◆ WHAT NEEDS TO BE DONE
Copy out the lines below word for word, leaving out the pictures.

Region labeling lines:
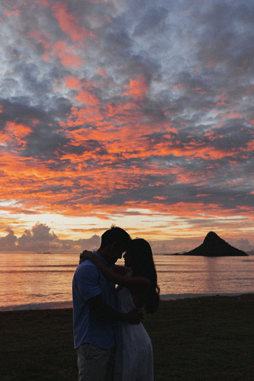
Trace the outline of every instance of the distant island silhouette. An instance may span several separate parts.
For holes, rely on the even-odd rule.
[[[181,255],[176,253],[175,255]],[[232,246],[214,232],[210,232],[203,243],[184,255],[200,255],[205,257],[248,256],[242,250]]]

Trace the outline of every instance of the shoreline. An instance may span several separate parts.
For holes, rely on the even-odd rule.
[[[161,300],[154,381],[253,381],[254,295]],[[1,381],[77,381],[71,308],[0,312]]]

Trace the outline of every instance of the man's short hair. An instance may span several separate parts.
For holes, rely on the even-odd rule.
[[[124,251],[127,249],[131,240],[130,236],[125,230],[112,225],[110,229],[102,235],[101,246],[105,247],[115,242],[120,247],[122,247]]]

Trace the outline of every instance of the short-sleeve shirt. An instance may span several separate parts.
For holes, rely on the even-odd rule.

◆ COMPLETED EXERCISE
Trace the outline of every instance of the distant island silhouette. An instance may span several separate parts.
For holes, rely on the even-odd rule.
[[[181,255],[176,253],[175,255]],[[232,246],[214,232],[210,232],[203,243],[184,255],[200,255],[205,257],[248,256],[242,250]]]

Trace the outline of every instance of the shoreline. An instance may span several separate parts.
For holes, rely on the even-odd rule.
[[[161,300],[154,381],[253,381],[254,295]],[[1,381],[77,381],[71,308],[0,312]]]

Trace the outline of every instance of the man's short hair. An instance may span several separate parts.
For holes, rely on the even-odd rule.
[[[124,251],[127,249],[131,240],[130,236],[125,230],[112,225],[110,229],[102,235],[101,246],[105,247],[115,242],[120,247],[122,247]]]

Trace the outline of every instance of the short-sleeve shirt. An instance may span several separate parts.
For holes, rely on the even-odd rule.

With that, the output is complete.